**** Provided text ****
Ed Welch: Logging is probably one of the things that we’re most familiar with and also something that we really don’t think a lot about at all. It is an after-the-fact thing, where you go back and realize you have way too many logs or you can’t understand them. So thinking about it up front and trying to build up some ideas for how to approach them is definitely going to help everybody. 

Whenever you log something, you really should consider – What is this log line going to be used for? Who’s going to use it? What level should it be logged at? This is a hard one. But it really helps to think about what the life cycle of that log line should be. How can it be useful in the future? And if it’s not, do you really need it? 

Mat: What’s a log level?

Ed: Good question. Every programming language has a different definition of levels. The range runs from something like trace, debug, warn, error, and info. Most loggers let you choose a severity to log at. If you selected info, only warn and error logs would be displayed. If you choose trace, everything would be displayed. 

Mat: Is everyone using the same levels?

Ed: No. Nobody uses the same levels and nobody can agree on how to use those levels.
****
Task: Continue the conversation about logging from its last line.
**** Material provided ****
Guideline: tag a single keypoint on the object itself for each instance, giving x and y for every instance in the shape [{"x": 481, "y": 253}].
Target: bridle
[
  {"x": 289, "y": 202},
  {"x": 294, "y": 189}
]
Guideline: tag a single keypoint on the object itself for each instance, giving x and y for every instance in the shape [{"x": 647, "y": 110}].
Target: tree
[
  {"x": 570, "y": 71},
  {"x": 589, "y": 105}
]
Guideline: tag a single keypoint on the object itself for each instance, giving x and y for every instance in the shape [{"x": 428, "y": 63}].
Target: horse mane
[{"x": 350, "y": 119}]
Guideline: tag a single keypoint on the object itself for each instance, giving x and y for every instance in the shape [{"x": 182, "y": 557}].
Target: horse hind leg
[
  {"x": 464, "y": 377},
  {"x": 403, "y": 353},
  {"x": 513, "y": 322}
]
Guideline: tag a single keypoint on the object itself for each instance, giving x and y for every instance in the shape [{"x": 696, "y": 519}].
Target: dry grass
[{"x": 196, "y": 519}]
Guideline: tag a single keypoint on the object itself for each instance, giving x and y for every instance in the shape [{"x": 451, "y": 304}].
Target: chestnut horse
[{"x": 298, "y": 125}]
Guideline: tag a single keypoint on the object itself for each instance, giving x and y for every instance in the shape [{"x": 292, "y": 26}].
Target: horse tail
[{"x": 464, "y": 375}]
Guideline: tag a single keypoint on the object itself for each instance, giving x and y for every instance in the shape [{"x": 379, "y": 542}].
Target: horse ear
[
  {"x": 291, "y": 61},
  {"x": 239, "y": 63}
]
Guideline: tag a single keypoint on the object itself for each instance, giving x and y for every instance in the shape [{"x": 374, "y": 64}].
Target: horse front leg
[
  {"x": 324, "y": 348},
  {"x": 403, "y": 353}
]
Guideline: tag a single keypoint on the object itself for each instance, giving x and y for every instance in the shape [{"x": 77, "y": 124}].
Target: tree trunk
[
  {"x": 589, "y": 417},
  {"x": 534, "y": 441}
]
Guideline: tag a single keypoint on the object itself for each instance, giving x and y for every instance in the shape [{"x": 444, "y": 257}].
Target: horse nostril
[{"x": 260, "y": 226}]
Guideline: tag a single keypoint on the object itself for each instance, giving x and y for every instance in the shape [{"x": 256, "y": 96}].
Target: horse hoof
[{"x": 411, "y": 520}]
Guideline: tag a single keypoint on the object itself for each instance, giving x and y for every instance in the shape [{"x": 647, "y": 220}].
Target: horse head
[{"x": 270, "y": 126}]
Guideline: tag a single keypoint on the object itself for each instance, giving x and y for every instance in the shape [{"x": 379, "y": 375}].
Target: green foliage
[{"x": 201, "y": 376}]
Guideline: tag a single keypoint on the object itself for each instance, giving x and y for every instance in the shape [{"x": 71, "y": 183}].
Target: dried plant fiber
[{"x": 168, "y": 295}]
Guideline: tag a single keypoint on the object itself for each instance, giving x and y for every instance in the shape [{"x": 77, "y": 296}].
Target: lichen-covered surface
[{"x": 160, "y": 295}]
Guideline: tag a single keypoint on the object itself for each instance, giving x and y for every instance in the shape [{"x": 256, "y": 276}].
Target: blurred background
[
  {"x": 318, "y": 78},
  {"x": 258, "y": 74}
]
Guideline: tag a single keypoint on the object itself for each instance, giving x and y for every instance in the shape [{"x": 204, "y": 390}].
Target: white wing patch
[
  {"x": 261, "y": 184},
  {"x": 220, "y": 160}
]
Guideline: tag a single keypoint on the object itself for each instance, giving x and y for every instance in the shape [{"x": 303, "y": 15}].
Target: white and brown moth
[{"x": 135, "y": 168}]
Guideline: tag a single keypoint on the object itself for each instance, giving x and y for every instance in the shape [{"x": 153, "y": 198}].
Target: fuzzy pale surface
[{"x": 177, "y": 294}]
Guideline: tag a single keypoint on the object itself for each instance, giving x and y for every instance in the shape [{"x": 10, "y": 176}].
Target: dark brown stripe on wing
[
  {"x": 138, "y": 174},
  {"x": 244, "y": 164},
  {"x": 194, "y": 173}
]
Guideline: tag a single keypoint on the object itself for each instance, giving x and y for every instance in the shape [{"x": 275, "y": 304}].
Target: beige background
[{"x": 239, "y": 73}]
****
Written answer:
Mat: I tend to use two levels. Each log line gets a level, so you’re tagging a log line to say either this is an error, that’s very useful, or you have another level that’s just for information. Warnings are in there, too. It’s difficult to separate out those different levels, and I try to go for as few as possible. I usually get away with two, which is either an error or just info. And then sometimes you want extra bits for debug and when things are really going wrong. 

“Whenever you log something, you really should consider – What is this log line going to be used for? Who’s going to use it? What level should it be logged at?”
– Ed Welch

Logging best practices 

Mat: So how do you make a log line useful to somebody? Can we just put a runbook link in for certain errors? 

Ed: That was a pattern that I was very, very familiar with. And it’s something that I think log solutions should probably try to adopt and give that familiarity with a command line to be able to say, I’m looking at garbage. I want to start picking off things that don’t matter and reducing the result to something that’s hopefully going to help me understand what I’m looking for.

Mat: Knowing that upfront can help. So now we’re thinking when we write out logs, we are going to deliberately think about the kinds of things we want to do later. And maybe you could give us a little intro into what structured logging is. It’s quite new. What is structured logging and do you recommend it?

Ed: It’s actually changed a bit over time, but structured logging is basically when you want to log something in a format that’s machine readable and in a relatively easy way. I want to make it easy to either match a specific pattern or log in something that’s in a serialized format like JSON, because logs also need to be human-friendly. We have to go through from time to time and actually look through our logs. And JSON is not human readable. It’s not. It’s fine to log JSON, it’s ubiquitous, and all of the logging tools work with it well. But keep the objects really simple. If you need to log complex data, use a database or store it someplace else. There’s a hybrid that’s common in the Go world: logfmt. It’s a key-value, but it’s also a structured pair.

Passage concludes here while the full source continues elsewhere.